• Tasks and exercises
1 - According to the radiation therapy text, how often does the therapist take portal films?
2 - List every section heading in the radiation therapy text.
3 - Carry on the radiation therapy text from the point where it stops.

• Exercise text
◇ ◇ ◇ ◇ ◇ ◇ ◇
What can I expect?
During your first visit to our department you will see a Radiation Oncologist (physician), who will obtain a complete history and perform a physical examination. A second appointment may be needed for treatment planning (simulation). This involves taking some regular X-rays in order to accurately plan the area to be treated. It may not be until the third appointment, therefore, that you will receive your first treatment. In a few cases, however, patients may be treated during their first or second visit.
The treatment itself is painless. You will be required to lie completely still during treatment; however, this should not be uncomfortable, since the treatment rarely takes more than a few minutes. You will be alone in the room while you are receiving the radiation, but the technologist can see you on at TV screen and can hear you through an intercom.
When are treatments usually given?
Treatments are usually given each day of the week, Monday - Friday. In most cases, you will be treated at the same time every day. Occasionally, scheduling conflicts arise and your appointment time may have to be changed or delayed.
The Radiation Oncologist will meet with you weekly while you are on treatment. This will be done immediately after your radiation treatment. The nurse is available daily for any concerns you may have. During the course of Radiation Therapy, it is important that you eat a well-balanced diet and plan for adequate rest. In many cases, your level of daily activity does not have to be restricted. However, you should ask your physician or nurse about any restrictions that might apply to you.
No two people are exactly alike
It is important to remember that no two centers or treatment plans are exactly alike either. The experience of other patients may not apply to you. Your doctor and nurse know you as an individual. They can provide you with the best answers to your questions or concerns.
What is a portal film?
During radiation therapy treatments, the therapist will be taking verification x-rays or portal films once a week. These films are necessary to check treatment alignment. The films simply verify that the markings that have been placed on you or on your immobilization device, used during your treatment have not shifted from their original placement. It is critical that your treatment positions are reproduced on a daily basis in order to have the best results. The films do not give us information about tumor response during radiation therapy.
◇ ◇ ◇ ◇ ◇ ◇ ◇
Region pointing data
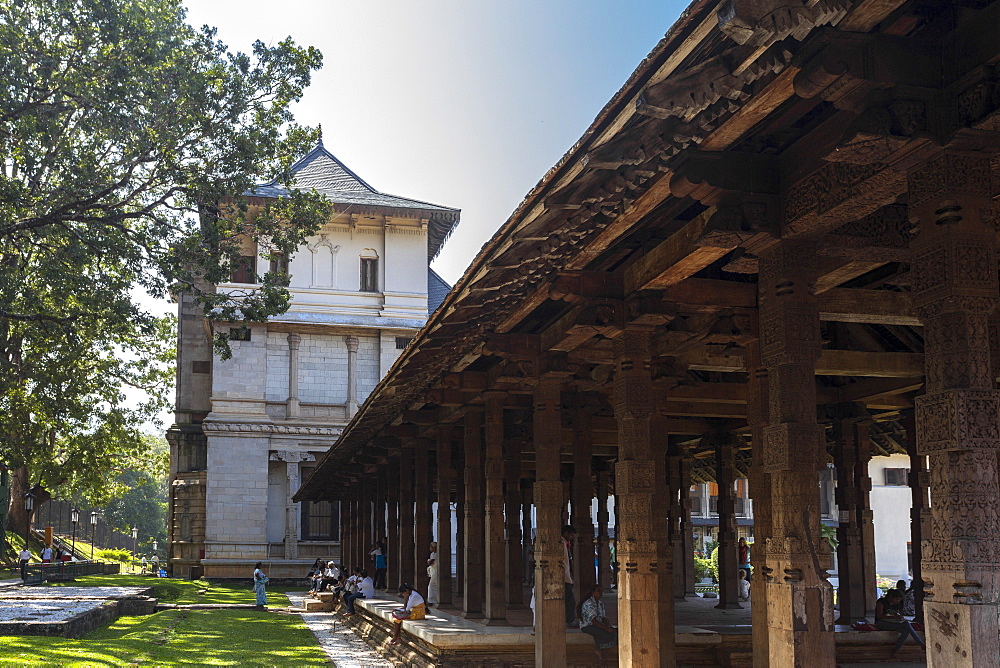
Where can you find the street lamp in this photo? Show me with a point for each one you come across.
(29, 505)
(93, 528)
(74, 518)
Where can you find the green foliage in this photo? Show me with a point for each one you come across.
(128, 141)
(702, 567)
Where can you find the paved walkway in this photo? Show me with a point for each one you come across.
(345, 649)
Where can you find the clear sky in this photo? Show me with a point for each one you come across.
(465, 103)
◇ ◇ ◇ ◇ ◇ ◇ ◇
• Exercise answers
1 - Once a week.

2 -
What can I expect?
When are treatments usually given?
No two people are exactly alike
What is a portal film?

3 -
If there are any problems
Please notify your doctor or nurse of any change in your condition, especially if you are experiencing any discomfort. If you are unable to make a scheduled appointment because of an emergency, call the Radiation Oncology Department at (603) 650-6600. In order to reach the Radiation Oncologist at nights or on weekends, call (603) 650-5000 and ask the page operator to contact the Radiation Oncologist on Call.
What is radiation therapy?
Radiation therapy is one of the most common treatments for cancer, used in more than half of all cancer cases. In radiation therapy, we use high-energy rays to destroy cancer cells in your body. The radiation is delivered by a special machine called a linear accelerator, pictured at right, or by radioactive substances that are implanted or injected.
Norris Cotton Cancer Center's Radiation Oncology team uses the most advanced computer planning and treatment delivery systems to precisely deliver the radiation. Your safety is of paramount importance to us.
What is a radiation oncologist?
The radiation oncologist is a physician who specializes in using radiation to treat cancer and some benign diseases. During your consultation, the radiation oncologist discusses treatment options and advises on the best treatment for you. The radiation oncologist works closely with other cancer specialists and healthcare professionals involved in your care and meets with you on a regular basis to check on the status of your treatment.
Who else is on my treatment team?
A team of medical professionals, in addition to your radiation oncologist, cares for you during your therapy. A radiation nurse helps coordinate your care, answers questions about your treatment and helps manage side effects. Radiation therapists position you for daily treatments and ensure the accuracy of the radiation delivery. Behind the scenes, other professionals ensure that the treatment machine consistently delivers the correct dose of radiation required for your treatment.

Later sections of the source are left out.